# start of Extracted data

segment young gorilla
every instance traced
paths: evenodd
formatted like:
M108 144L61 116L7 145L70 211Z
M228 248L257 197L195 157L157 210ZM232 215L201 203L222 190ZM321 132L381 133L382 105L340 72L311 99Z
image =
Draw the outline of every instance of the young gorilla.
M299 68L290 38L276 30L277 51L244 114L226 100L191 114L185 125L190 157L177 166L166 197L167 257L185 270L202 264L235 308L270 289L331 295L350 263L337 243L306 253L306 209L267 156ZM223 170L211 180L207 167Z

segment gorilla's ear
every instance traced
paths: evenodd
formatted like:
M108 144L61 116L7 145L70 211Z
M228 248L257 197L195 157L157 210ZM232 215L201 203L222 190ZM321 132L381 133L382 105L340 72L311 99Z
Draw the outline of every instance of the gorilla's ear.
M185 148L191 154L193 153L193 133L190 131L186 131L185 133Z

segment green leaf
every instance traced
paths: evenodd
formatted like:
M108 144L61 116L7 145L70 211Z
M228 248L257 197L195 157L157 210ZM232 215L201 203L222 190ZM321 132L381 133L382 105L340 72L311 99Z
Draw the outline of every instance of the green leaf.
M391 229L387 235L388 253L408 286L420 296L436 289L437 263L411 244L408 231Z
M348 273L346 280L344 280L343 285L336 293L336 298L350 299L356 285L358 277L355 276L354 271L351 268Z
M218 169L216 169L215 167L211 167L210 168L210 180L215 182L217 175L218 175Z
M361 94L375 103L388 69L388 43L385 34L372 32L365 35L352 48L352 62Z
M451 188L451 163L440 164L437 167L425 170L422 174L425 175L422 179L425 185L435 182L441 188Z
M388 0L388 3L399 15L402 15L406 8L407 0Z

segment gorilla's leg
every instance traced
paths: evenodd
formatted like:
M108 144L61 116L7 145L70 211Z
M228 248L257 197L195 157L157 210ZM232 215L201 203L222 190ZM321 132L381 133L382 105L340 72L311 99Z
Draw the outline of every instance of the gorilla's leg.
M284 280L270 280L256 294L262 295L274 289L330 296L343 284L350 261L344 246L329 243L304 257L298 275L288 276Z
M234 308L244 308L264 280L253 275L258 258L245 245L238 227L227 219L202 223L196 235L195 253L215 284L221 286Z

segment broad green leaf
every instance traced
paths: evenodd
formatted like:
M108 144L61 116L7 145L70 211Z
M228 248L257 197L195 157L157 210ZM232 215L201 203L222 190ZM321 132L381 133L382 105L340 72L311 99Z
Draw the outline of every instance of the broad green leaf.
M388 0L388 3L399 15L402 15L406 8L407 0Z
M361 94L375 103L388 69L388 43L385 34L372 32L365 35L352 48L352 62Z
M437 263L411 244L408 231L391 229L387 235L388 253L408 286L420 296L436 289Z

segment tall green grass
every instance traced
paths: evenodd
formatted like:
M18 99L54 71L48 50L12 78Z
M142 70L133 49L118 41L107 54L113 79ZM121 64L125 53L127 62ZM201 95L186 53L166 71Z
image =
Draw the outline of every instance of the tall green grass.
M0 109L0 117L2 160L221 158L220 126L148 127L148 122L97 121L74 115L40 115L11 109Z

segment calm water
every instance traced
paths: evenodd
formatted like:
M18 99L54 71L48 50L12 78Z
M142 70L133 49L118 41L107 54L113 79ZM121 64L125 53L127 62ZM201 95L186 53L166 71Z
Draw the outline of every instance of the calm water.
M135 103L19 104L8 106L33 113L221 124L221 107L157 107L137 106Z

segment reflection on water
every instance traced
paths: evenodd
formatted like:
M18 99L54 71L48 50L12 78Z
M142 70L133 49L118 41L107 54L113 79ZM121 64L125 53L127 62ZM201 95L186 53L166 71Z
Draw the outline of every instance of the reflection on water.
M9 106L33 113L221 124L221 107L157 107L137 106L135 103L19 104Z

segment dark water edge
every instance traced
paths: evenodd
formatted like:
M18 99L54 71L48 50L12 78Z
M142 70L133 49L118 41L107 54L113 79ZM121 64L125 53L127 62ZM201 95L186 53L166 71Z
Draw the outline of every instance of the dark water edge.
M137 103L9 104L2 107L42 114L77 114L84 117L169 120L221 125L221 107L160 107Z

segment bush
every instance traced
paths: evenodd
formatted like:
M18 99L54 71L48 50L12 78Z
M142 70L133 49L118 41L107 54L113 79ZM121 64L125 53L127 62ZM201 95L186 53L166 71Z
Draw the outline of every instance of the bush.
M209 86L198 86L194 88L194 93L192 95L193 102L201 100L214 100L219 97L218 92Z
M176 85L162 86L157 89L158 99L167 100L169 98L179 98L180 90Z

# end of Extracted data

Copy the lines of the items word for word, starting at the line containing "segment calm water" and running through the end of the items.

Output for this task:
segment calm water
every instance traced
paths: evenodd
formatted like:
M18 99L54 71L48 50L12 78Z
M142 70L133 49L118 41L107 54L113 79ZM121 64L125 53L127 62ZM201 95L186 53L166 71Z
Draw the outline of every instance of the calm water.
M135 103L19 104L8 106L33 113L221 124L221 107L157 107L137 106Z

segment reflection on water
every instance traced
paths: evenodd
formatted like:
M18 99L54 71L48 50L12 78Z
M142 70L133 49L118 41L107 54L113 79ZM121 64L125 53L127 62ZM201 95L186 53L166 71Z
Draw the outline of every instance of the reflection on water.
M9 106L33 113L221 124L221 107L157 107L137 106L135 103L19 104Z

segment dark water edge
every instance traced
paths: evenodd
formatted like:
M18 99L54 71L48 50L12 78Z
M142 70L133 49L118 41L107 54L113 79ZM121 64L125 53L127 62ZM201 95L186 53L166 71Z
Draw the outline of every instance of the dark water edge.
M137 103L9 104L2 107L42 114L77 114L84 117L169 120L221 125L221 107L160 107Z

segment bush
every instance traced
paths: evenodd
formatted like:
M18 99L54 71L48 50L12 78Z
M142 70L133 49L118 41L107 54L113 79ZM121 64L125 53L127 62ZM201 95L186 53L166 71Z
Draw the outline of every instance of the bush.
M209 86L198 86L194 88L194 93L192 95L193 102L201 100L214 100L219 97L218 92Z
M176 85L162 86L157 89L158 99L167 100L169 98L179 98L180 90Z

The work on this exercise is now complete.